• **Work order 1**: In the topic modeling text, since when have nuclear power and nuclear weapons been a topic of heated debate?
• **Work order 2**: Copy out the part of the topic modeling text between "Author: Keerthana Murugaraj" and "specifically topic modeling.", inclusive.

• **Excerpted text**:
**********

Keerthana shows off the future possibilities for her research using topic modeling and the Three Mile Island disaster.
Author: Keerthana Murugaraj
Keerthana works on the project ‘Innovative Historical Research by Leveraging Topic Modeling and LLM-Powered RAG Chatbots on Impresso large atom collection of newspaper articles.’
Since 1950s, nuclear power and nuclear weapons have been a topic of heated debate and understanding the discourse surrounding these topics becomes increasingly important. Much has been written, especially in newspapers, but how do we make sense of such a large collection of newspaper articles? One approach is by performing text mining strategies, specifically topic modeling.

**********

• **Dataset entries**:
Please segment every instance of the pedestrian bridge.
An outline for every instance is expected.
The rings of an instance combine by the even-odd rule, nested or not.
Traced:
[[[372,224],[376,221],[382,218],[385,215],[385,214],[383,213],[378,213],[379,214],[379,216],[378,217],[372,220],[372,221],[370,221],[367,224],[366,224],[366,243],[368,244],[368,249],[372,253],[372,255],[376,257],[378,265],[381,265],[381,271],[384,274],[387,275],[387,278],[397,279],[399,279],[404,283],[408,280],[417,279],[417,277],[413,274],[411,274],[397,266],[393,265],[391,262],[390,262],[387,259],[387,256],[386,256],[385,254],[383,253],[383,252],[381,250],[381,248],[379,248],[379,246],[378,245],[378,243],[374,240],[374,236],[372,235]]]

**********

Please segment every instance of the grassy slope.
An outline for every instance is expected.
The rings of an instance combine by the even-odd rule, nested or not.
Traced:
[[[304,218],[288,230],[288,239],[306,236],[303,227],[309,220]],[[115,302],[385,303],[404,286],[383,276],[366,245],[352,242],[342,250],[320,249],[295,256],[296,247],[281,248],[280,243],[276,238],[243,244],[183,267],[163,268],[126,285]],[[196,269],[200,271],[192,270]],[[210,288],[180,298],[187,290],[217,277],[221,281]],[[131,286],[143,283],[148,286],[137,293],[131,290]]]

**********

• **Reply 1**: Since the 1950s.

• **Reply 2**:
Author: Keerthana Murugaraj
Keerthana works on the project ‘Innovative Historical Research by Leveraging Topic Modeling and LLM-Powered RAG Chatbots on Impresso large atom collection of newspaper articles.’
Since 1950s, nuclear power and nuclear weapons have been a topic of heated debate and understanding the discourse surrounding these topics becomes increasingly important. Much has been written, especially in newspapers, but how do we make sense of such a large collection of newspaper articles? One approach is by performing text mining strategies, specifically topic modeling.